■ **REQUIREMENT**:
Copy each of the entries below word for word, without the pictures.

↓

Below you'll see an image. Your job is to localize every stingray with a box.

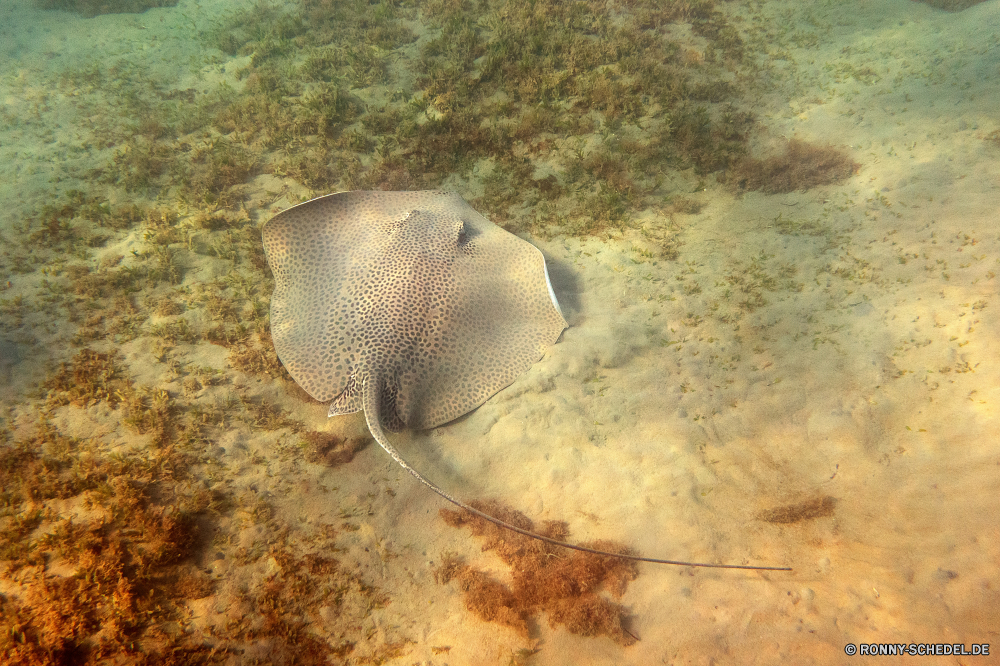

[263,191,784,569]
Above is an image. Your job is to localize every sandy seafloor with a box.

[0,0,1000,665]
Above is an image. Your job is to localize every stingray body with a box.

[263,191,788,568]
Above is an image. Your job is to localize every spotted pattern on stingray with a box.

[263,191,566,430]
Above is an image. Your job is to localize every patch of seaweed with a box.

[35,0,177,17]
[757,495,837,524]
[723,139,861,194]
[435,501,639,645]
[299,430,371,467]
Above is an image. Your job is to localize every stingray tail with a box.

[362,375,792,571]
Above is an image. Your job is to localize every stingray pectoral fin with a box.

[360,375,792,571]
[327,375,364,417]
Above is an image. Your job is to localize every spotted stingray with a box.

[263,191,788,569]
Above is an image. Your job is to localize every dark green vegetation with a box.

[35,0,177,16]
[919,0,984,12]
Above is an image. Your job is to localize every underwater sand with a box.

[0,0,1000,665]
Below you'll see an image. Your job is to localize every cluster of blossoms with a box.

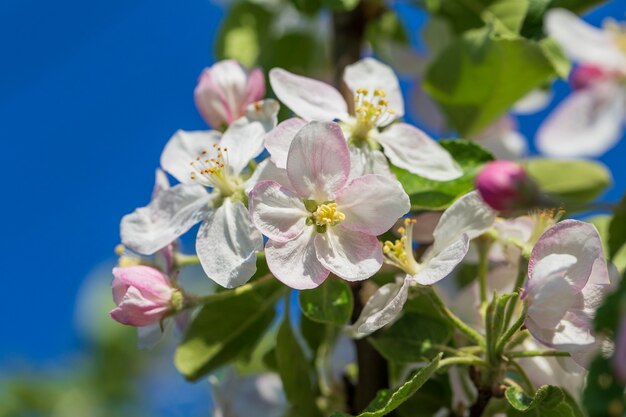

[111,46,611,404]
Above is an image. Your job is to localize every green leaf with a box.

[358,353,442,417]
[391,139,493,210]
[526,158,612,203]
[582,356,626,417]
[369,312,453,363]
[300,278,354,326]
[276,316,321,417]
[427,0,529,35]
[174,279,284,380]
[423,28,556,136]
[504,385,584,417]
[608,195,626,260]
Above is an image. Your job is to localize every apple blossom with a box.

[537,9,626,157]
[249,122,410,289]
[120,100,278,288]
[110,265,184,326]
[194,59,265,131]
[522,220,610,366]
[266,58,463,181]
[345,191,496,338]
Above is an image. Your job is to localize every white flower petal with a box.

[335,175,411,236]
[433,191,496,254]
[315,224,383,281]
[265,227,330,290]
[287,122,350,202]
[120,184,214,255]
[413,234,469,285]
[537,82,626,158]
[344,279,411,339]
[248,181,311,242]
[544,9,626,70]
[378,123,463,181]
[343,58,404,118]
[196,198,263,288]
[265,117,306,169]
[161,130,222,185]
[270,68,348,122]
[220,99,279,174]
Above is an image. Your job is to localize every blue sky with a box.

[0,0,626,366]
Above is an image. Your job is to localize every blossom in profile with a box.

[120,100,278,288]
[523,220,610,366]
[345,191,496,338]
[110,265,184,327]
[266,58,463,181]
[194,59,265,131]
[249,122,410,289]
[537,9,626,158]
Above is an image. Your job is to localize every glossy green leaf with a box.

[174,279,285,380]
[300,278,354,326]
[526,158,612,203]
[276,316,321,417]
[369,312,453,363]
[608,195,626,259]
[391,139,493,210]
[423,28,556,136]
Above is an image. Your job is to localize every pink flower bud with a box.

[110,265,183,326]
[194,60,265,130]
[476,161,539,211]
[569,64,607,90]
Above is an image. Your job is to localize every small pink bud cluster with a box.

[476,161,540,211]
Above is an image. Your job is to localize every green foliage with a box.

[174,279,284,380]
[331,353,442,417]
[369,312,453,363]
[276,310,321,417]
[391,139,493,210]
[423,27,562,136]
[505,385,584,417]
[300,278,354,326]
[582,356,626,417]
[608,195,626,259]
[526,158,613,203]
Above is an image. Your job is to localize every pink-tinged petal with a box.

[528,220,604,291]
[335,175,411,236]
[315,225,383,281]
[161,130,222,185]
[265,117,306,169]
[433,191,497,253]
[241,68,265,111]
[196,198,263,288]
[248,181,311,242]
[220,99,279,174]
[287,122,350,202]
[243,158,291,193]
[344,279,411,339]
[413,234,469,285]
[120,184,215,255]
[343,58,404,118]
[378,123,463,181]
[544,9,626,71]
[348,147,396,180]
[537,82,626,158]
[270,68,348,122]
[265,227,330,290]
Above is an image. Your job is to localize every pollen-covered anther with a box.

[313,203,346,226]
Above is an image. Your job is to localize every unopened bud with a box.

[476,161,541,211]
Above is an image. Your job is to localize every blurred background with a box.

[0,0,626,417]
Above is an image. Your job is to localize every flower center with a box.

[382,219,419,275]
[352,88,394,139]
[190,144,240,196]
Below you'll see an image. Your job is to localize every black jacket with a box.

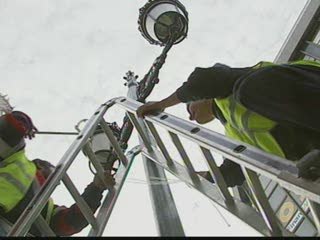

↑

■ **THE COMPLETED TASK**:
Below you'll see an image. Your job is to localize every stingray with a box.


[263,191,784,569]
Above is an image. Your job is to localize every sandy seafloor with a box.

[0,0,1000,665]
Above is an image. Your job is to localize every stingray body with a box.

[263,191,788,568]
Above is an image. Your job is to localize every spotted pattern on stingray with a box.

[263,191,566,430]
Above is an image. Your job is to localize every patch of seaweed with a box.

[35,0,177,17]
[757,495,837,524]
[723,139,861,194]
[435,501,639,645]
[299,430,371,467]
Above is an image. Your job is to localize every stingray tail with a box.

[362,375,792,571]
Above is an image. Your job is to localize every stingray pectoral fin with a box.

[360,375,792,571]
[327,375,364,417]
Above is an image. Your job is to localize every spotted stingray with a box.

[263,191,788,569]
Above is an image. Your job is to localize every dark green vegetation with a box.

[35,0,177,16]
[919,0,984,12]
Above is an image. Your job is to localize every underwater sand with a box.

[0,0,1000,665]
Below you'll see an image. Your job is to localize every cluster of blossoms with a box.


[111,46,611,404]
Above is an image. Your job is to localize every green leaf with a box.

[358,353,442,417]
[391,139,493,210]
[526,158,612,203]
[582,356,626,417]
[369,312,453,363]
[300,278,354,326]
[276,316,321,417]
[427,0,529,35]
[174,279,284,380]
[423,28,556,136]
[504,385,584,417]
[608,195,626,260]
Above is an image. Your job is to localize every apple blossom with a box.

[537,9,626,157]
[249,122,410,289]
[120,100,278,288]
[110,265,184,326]
[194,59,265,131]
[522,220,610,366]
[266,58,463,181]
[345,191,496,338]
Above is an image. Your job is to localize every white flower petal with a box.

[335,175,411,236]
[433,191,496,254]
[315,224,383,281]
[265,227,330,290]
[287,122,350,202]
[120,184,214,255]
[413,234,469,285]
[537,82,626,158]
[344,279,411,339]
[248,181,311,242]
[544,9,626,70]
[378,123,463,181]
[343,58,404,118]
[196,198,263,288]
[265,117,306,169]
[161,130,222,185]
[270,68,348,122]
[220,99,279,174]
Above is an image. Your job is to localize every blue sky with a box.

[0,0,626,366]
Above is an image. Your job is to localize every blossom in profile with a box.

[120,100,278,288]
[523,220,610,366]
[345,191,496,338]
[110,265,184,327]
[266,58,463,181]
[194,59,265,131]
[249,122,410,289]
[537,9,626,158]
Above is an image. Your job is to localize every glossy green leaf with a box.

[174,279,285,380]
[300,278,354,326]
[526,158,612,203]
[276,316,321,417]
[369,312,453,363]
[608,195,626,259]
[391,139,493,210]
[423,28,556,136]
Above is an image. Your job is to localize every pink flower bud with a box.

[110,265,183,326]
[194,60,265,130]
[476,161,539,211]
[569,64,607,90]
Above is an image. Your job is to localize every small pink bud cluster with a box.

[476,161,540,211]
Above is an image. Your job is to localize every green foliage with a box.

[174,279,284,380]
[331,353,442,417]
[369,312,453,363]
[276,310,321,417]
[391,139,493,210]
[423,27,562,136]
[505,385,584,417]
[300,278,354,326]
[582,356,626,417]
[608,195,626,259]
[526,158,613,203]
Above is an image. Your job is to localize every pink-tinged petal with a box.

[528,220,604,291]
[335,175,411,236]
[315,225,383,281]
[161,130,222,185]
[265,117,306,169]
[433,191,497,253]
[241,68,265,111]
[196,198,263,288]
[248,181,311,242]
[220,99,279,174]
[287,122,350,202]
[243,158,291,193]
[344,279,411,339]
[413,234,469,285]
[120,184,215,255]
[343,58,404,118]
[378,123,463,181]
[544,9,626,71]
[348,147,396,180]
[537,82,626,158]
[270,68,348,122]
[265,227,330,290]
Above is an image. Your job is to localize every pollen-covered anther with a box.

[313,203,346,226]
Above is an image. Your job is to localize every unopened bud with a box.

[476,161,541,211]
Above is an image. Your job is to localize every blurred background with a box.

[0,0,626,417]
Above is an image. Your job is to localize every flower center with a box.

[382,219,419,275]
[352,88,394,139]
[190,144,240,196]
Below you'll see an image. Your job is to localize every black jacket with a box.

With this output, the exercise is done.